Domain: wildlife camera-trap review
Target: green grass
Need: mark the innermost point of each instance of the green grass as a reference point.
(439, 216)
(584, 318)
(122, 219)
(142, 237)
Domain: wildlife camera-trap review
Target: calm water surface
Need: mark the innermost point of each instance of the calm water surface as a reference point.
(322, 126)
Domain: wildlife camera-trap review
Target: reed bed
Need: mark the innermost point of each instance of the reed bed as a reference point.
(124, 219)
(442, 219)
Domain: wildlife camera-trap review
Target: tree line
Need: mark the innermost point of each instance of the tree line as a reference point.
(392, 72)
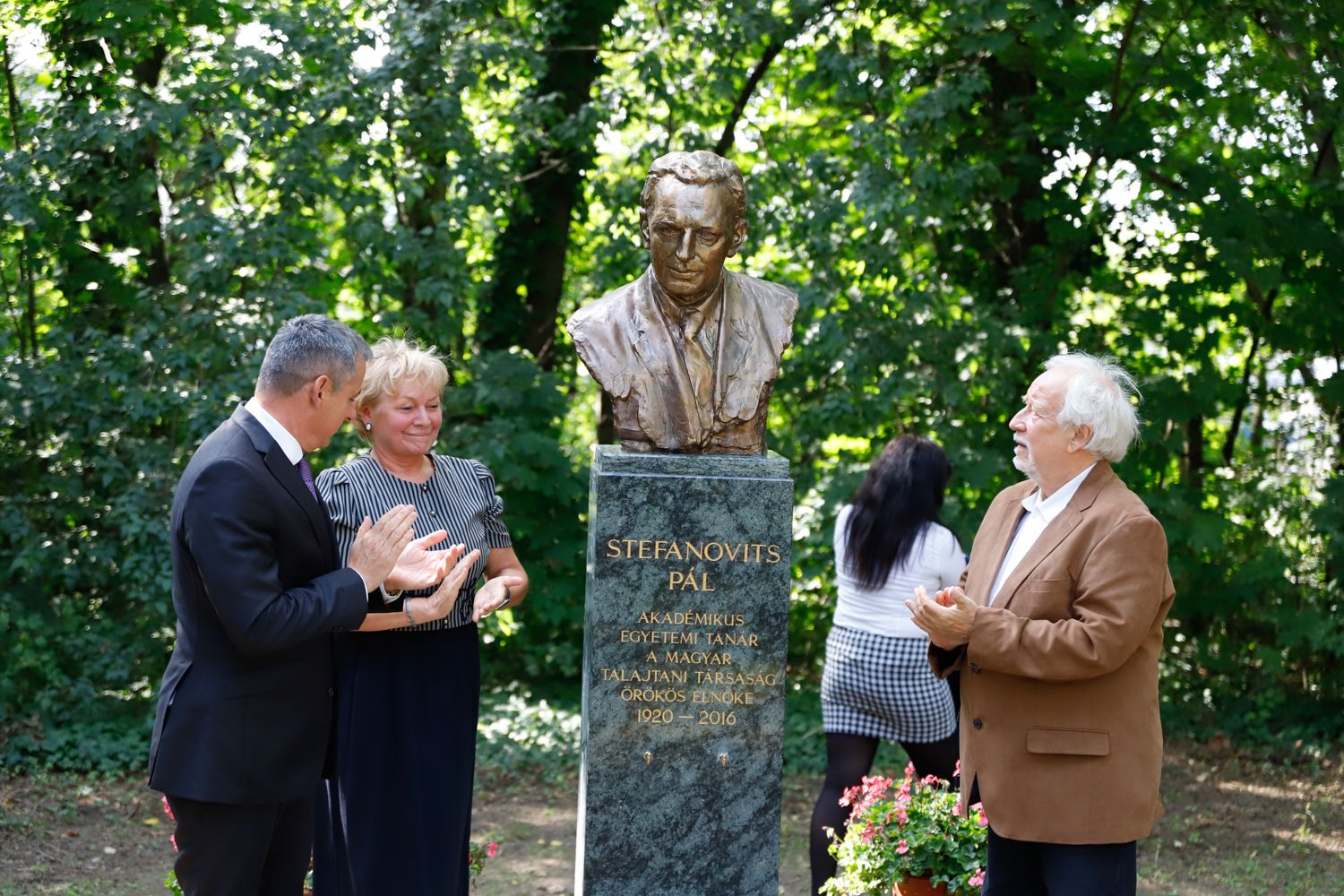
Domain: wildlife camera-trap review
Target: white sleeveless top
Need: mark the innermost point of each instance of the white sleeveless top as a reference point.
(935, 562)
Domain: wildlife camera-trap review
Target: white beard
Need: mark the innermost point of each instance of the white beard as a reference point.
(1026, 463)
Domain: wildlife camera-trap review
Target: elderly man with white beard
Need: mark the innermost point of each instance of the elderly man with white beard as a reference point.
(1056, 627)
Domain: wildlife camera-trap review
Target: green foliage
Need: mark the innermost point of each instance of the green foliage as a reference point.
(908, 829)
(956, 188)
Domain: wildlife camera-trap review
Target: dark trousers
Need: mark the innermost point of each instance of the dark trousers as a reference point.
(242, 850)
(1023, 868)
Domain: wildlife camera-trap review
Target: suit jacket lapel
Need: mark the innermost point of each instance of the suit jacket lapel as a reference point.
(658, 352)
(1058, 530)
(287, 476)
(986, 564)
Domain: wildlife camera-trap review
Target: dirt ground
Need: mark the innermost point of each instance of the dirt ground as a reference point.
(1234, 825)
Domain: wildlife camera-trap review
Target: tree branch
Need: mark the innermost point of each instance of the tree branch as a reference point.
(771, 48)
(1120, 61)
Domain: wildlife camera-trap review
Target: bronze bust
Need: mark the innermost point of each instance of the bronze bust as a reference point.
(688, 352)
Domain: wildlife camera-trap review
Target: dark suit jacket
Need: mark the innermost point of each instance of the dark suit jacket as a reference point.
(1059, 678)
(245, 704)
(625, 341)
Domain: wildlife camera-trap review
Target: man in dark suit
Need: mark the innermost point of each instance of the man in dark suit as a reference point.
(690, 351)
(245, 705)
(1056, 629)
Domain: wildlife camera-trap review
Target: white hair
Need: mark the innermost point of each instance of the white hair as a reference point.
(1102, 395)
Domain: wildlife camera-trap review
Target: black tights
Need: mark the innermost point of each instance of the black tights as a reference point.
(849, 759)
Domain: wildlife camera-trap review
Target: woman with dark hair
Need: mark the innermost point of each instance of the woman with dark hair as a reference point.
(876, 681)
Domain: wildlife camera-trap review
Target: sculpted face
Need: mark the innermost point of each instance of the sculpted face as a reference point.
(690, 231)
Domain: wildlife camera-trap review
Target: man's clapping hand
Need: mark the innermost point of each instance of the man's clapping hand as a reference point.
(379, 544)
(948, 616)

##########

What is expected | Extract the entries in full, exactly as they are, minus the pictures.

Solution for this task |
Domain: wildlife camera-trap review
Target: green grass
Need: mark the innermost point of each instance of the green grass as a reference point.
(439, 216)
(584, 318)
(122, 219)
(142, 237)
Domain: wildlife camera-trap review
Target: calm water surface
Need: mark the innermost point of each instance of the calm water surface as a reference point.
(322, 126)
Domain: wildlife camera-trap review
Target: reed bed
Need: mark the innermost point of each instance of the reed bed as a reference point.
(124, 219)
(442, 219)
Domain: wildlife camera-trap review
Target: tree line
Need: mark the innermost point of each instance of the tree line as a reference point.
(392, 72)
Domain: wildlife camera-trap review
Target: white sleeveless top
Need: mark the innermost point of each instance of the white sleeveless top as a reference point.
(935, 562)
Domain: wildlife camera-trap review
Target: white beard
Need: mark the innermost point of each instance of the white beard as a reference point.
(1026, 463)
Domain: wildlife camera-trap review
Target: elderly man with white beard
Need: mark the innermost point of each instance of the elderly man with white beard as a reference point.
(1056, 627)
Domain: wildlife camera-trap review
Target: green foliage
Need: mark the innermost point of each instance of the green foliage as a reference point.
(908, 829)
(956, 188)
Domain: wildlife camera-trap review
Target: dark trousers
Need: mark the innermost point of each instance of the dark trousers as a reference point.
(242, 850)
(1023, 868)
Domain: wildlife camera-trap review
Target: suit jacket lapel
Need: mark the innermost point of each instance of the suit jacket lapel as a reference point.
(658, 352)
(1058, 530)
(287, 476)
(986, 564)
Domain: wildlife camera-trap review
Target: dirt ground
Need: mark the innermost point of each instance of the dirt ground as a reference point.
(1234, 825)
Domain: wildlife camera-trap review
Target: tree branch
Need: mark the innermost point of each instance of the tree branch as a reference point.
(771, 48)
(1120, 61)
Domain: wildlife camera-trap review
Target: bronze bust
Need: mark the innermost point of each instance of the bronze bust as a reference point.
(688, 352)
Domain: wildlife camera-trap review
Target: dark suit jacket
Need: mark the innermost point of each instance of the dark suit jacket as a reference point.
(1059, 678)
(245, 704)
(625, 341)
Domain: wildlife camera-trap review
Target: man in dark suit
Need: mark the innermost point of each instance of the man in dark suit as a reference point.
(690, 351)
(245, 705)
(1056, 629)
Domain: wildlife camera-trap review
Target: white hair
Need: mark the innermost point of each instance of the white hair as a reference point.
(1102, 395)
Domain: wildlife camera-trap review
Target: black tights
Need: mark the innermost point of each instance of the black tights as a reference point.
(849, 759)
Domain: wildlife camera-trap review
Target: woman with dark hair
Need: mark the innermost point of each instance of the woman with dark hair as a reference point.
(876, 681)
Domain: wildlife camera-trap review
Target: sculpted face
Need: mark the innermost point of each instance of the sculpted face as a reference point.
(690, 231)
Domain: wildlife camera-trap review
Target: man's clapping hand
Need: mark the innermost point of each instance of the man's clapping hand as a reference point.
(379, 544)
(948, 616)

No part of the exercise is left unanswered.